**Material to process**

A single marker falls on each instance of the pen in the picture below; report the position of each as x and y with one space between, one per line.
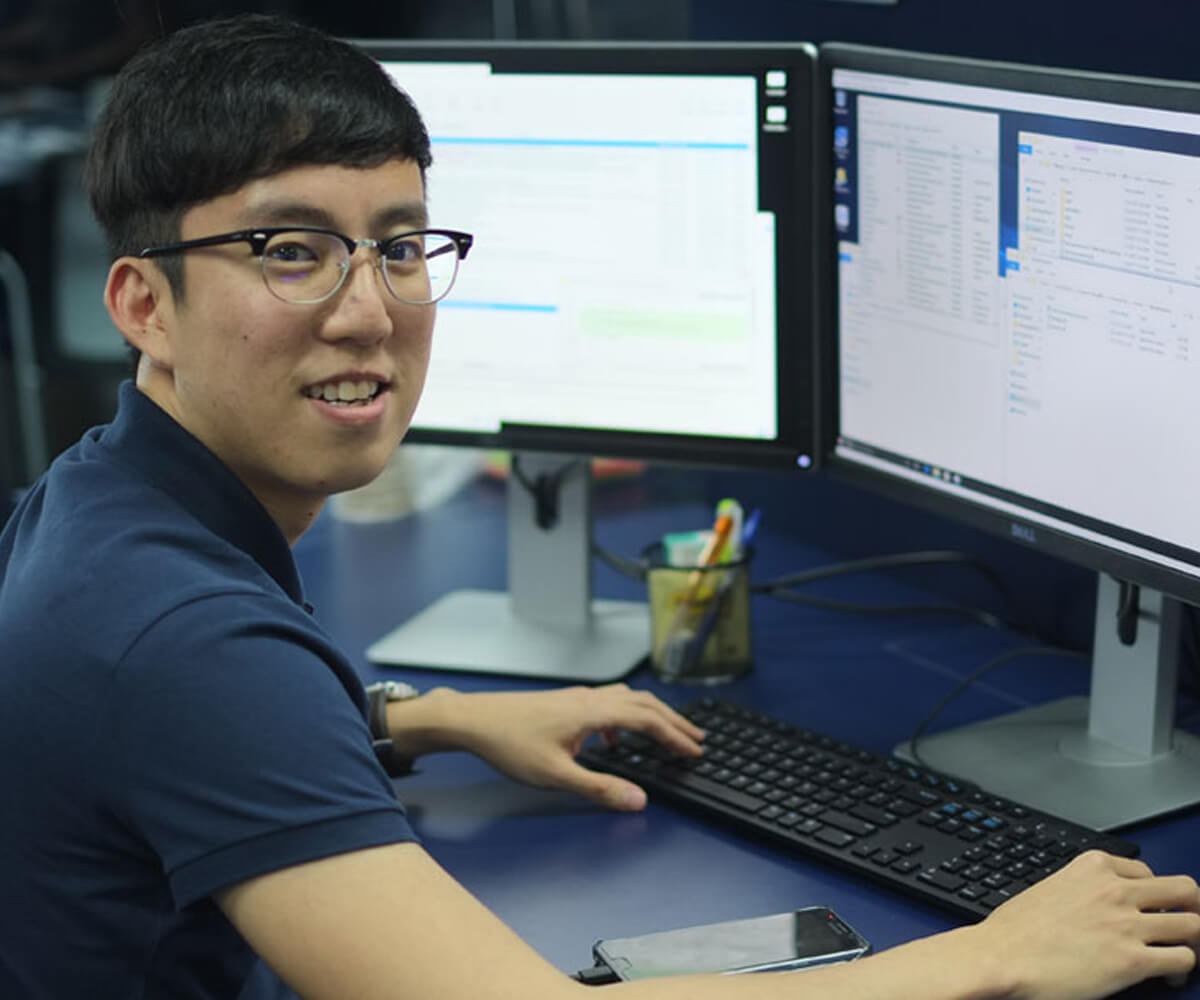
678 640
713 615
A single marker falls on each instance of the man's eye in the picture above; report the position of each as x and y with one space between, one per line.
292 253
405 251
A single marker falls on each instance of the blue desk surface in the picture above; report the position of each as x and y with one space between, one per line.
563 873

**What to do**
Retype nothing except the lines from the line holding "A single marker falls on each instance of the man's" through the last line of the entries, both included.

**Answer section**
A single marker falls on each instance of the man's eye in the picture above; report the position of each as x and y with one space between, one per line.
292 253
405 251
A single marker falls on each instance of the blue desk surface in the picture above; report the position of each as x and y with one space between, one per line.
563 873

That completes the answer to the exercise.